───── Getoonde gegevens ─────
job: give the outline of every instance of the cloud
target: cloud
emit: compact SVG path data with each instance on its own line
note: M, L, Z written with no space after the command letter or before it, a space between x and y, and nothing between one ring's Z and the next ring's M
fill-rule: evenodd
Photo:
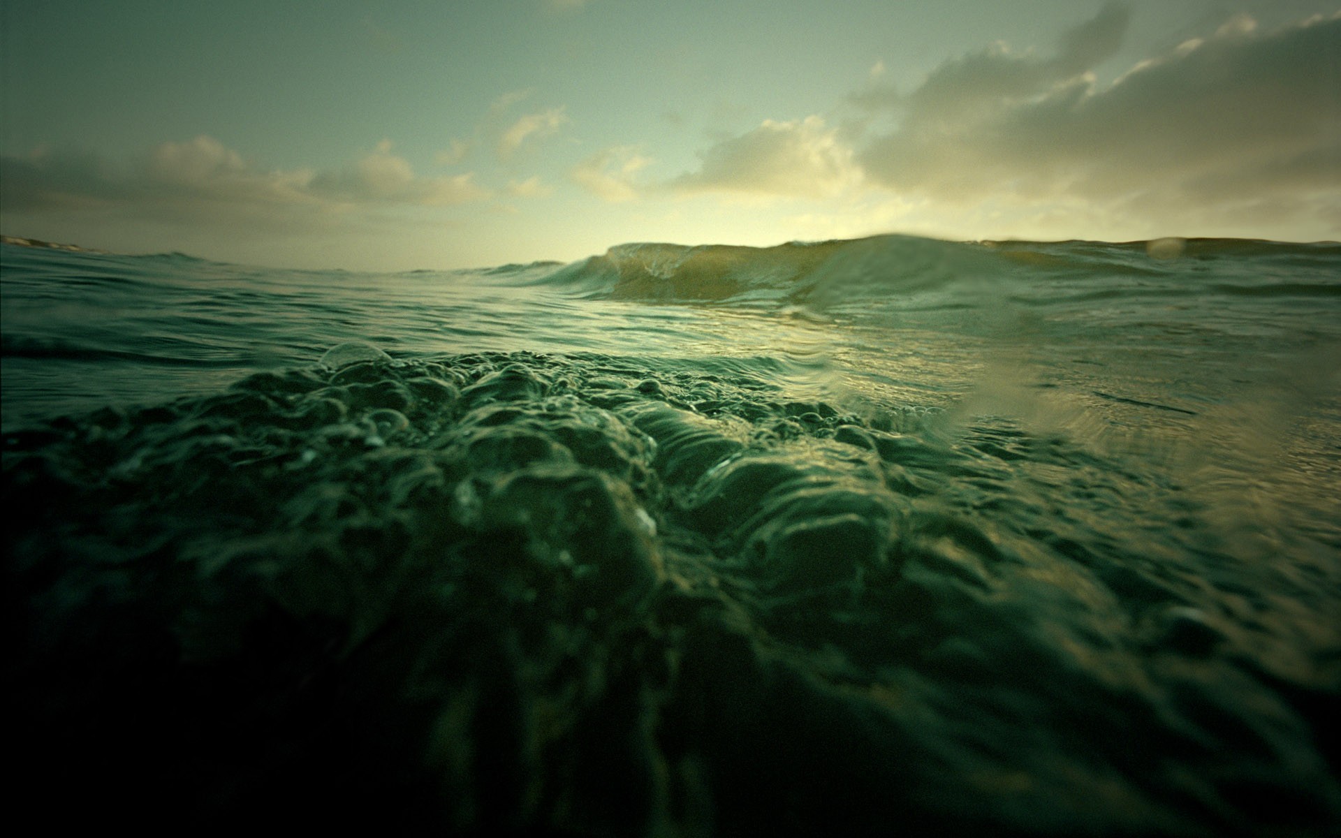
─────
(Opdrachtvereisten):
Geef alle regels van de gegevens hierboven letterlijk terug, maar laat de foto weg.

(Uitvoer van oefening):
job: give the outline of every instance of the cloud
target: cloud
emit: compact SVG path data with each instance on its own line
note: M, L, Z written with no space after the command letter or before it, a space between x and y, and nothing between one ring's Z and the next ring's M
fill-rule: evenodd
Photo:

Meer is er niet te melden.